**What the exercise asks**
Please reproduce the items below with "central" substituted for every "innermost" and nothing else altered, omitting the pictures.

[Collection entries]
>> start
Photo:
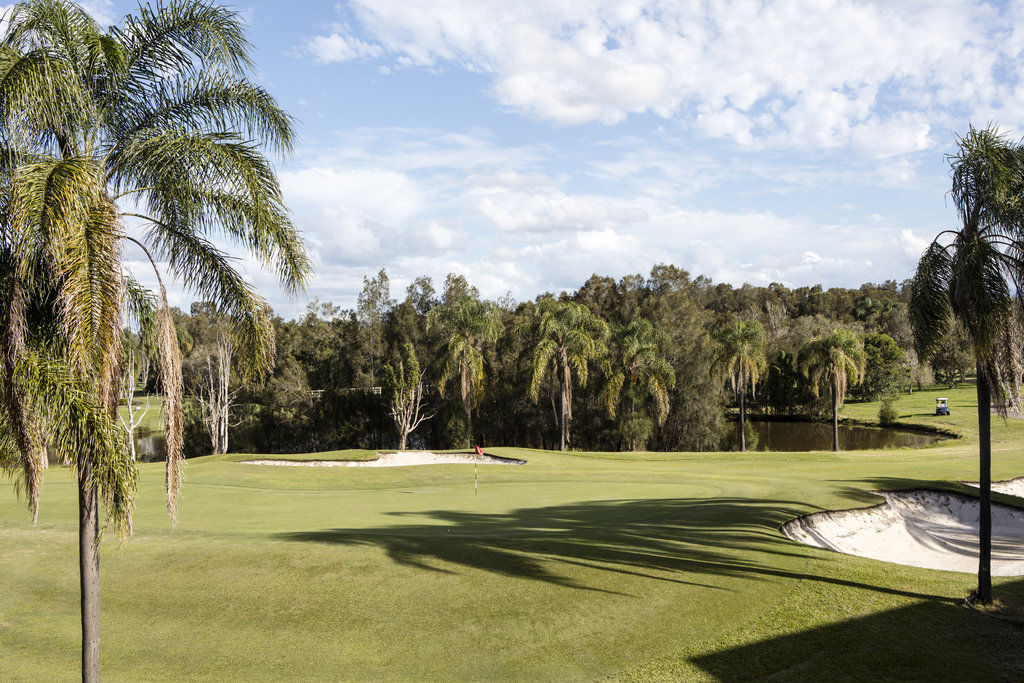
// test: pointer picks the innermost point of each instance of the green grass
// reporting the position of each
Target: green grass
(571, 566)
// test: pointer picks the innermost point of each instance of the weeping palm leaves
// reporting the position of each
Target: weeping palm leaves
(569, 336)
(157, 115)
(974, 274)
(639, 366)
(742, 359)
(467, 325)
(836, 359)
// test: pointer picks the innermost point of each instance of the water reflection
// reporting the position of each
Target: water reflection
(817, 436)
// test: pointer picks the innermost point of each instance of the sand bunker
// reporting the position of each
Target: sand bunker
(401, 459)
(924, 528)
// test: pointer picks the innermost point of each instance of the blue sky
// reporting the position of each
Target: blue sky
(527, 144)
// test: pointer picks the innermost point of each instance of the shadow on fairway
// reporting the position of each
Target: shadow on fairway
(946, 640)
(673, 540)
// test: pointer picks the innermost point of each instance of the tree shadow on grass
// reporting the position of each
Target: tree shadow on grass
(923, 641)
(684, 541)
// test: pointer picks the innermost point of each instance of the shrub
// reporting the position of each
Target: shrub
(888, 415)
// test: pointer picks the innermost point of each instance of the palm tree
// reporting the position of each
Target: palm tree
(974, 274)
(569, 336)
(152, 123)
(742, 359)
(467, 325)
(639, 364)
(836, 359)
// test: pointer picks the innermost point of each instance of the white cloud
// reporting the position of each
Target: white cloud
(341, 46)
(418, 202)
(876, 77)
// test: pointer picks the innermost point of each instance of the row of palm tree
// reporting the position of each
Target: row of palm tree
(146, 136)
(156, 124)
(568, 338)
(836, 360)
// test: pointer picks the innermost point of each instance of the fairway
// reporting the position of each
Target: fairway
(571, 566)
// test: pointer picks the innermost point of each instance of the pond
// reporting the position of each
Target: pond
(817, 436)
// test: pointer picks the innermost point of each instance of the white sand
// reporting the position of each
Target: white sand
(924, 528)
(401, 459)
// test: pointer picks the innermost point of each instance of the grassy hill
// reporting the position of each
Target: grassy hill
(580, 565)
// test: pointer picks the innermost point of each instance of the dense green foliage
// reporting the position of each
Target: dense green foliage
(651, 385)
(574, 566)
(972, 276)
>> end
**The answer**
Photo:
// test: pointer picks the central point of each instance of the green grass
// reporting the position of each
Target: green grass
(571, 566)
// test: pointer picks the central point of each instance of the weeping palm leaves
// reporting the position of each
Target: weeping palm leaves
(569, 336)
(157, 115)
(974, 274)
(639, 366)
(742, 359)
(467, 325)
(836, 359)
// test: pointer picks the central point of each instance of the water reflection
// reporting the position of each
Target: water reflection
(817, 436)
// test: pointer picks the central point of each instance of the sand bunker
// reporting the position of each
Target: sand bunker
(401, 459)
(924, 528)
// test: pointer picks the central point of each instance of the blue sky
// reporting the position of each
Target: blue sky
(527, 144)
// test: pointer picks the central point of each instance of the shadow on fairway
// reporting the position of each
Target: shadow on fairway
(946, 640)
(673, 540)
// test: pointer picks the central point of each instance of the tree shadow on grass
// reporting the position of each
Target: tree shadow on grass
(923, 641)
(684, 541)
// test: pointer picks the central point of each instance of the shrub
// reporting the position of each
Target: shrub
(888, 415)
// test: pointer picks the central point of each instance of the palm tree
// reporting the position of each
Target: palm tree
(974, 274)
(569, 336)
(152, 123)
(742, 359)
(467, 325)
(639, 364)
(836, 359)
// test: pointer picks the central point of each instance of the white cloud
// reporting the position of each
Target: white cloud
(341, 46)
(418, 202)
(876, 77)
// test: pointer picks the central point of each instance of the row of palm tree
// reporting the position of each
Target: row of palm tree
(146, 136)
(156, 124)
(568, 338)
(836, 360)
// test: pointer picks the central point of each instance of the fairway
// reporting the position of each
Target: fairway
(571, 566)
// test: pointer picks the central point of each instance of the pond
// reporting the position of each
Target: pond
(817, 436)
// test: pointer picks the central point of each instance of the white sand
// reporting the position of each
Target: white sand
(924, 528)
(401, 459)
// test: pointer picks the central point of each instance of the grassy hill
// reporting the position of each
Target: grassy hill
(580, 565)
// test: pointer picks the central point of each instance of the dense green foliage
// reporting the position of each
Target: dense green foliage
(651, 385)
(574, 566)
(972, 276)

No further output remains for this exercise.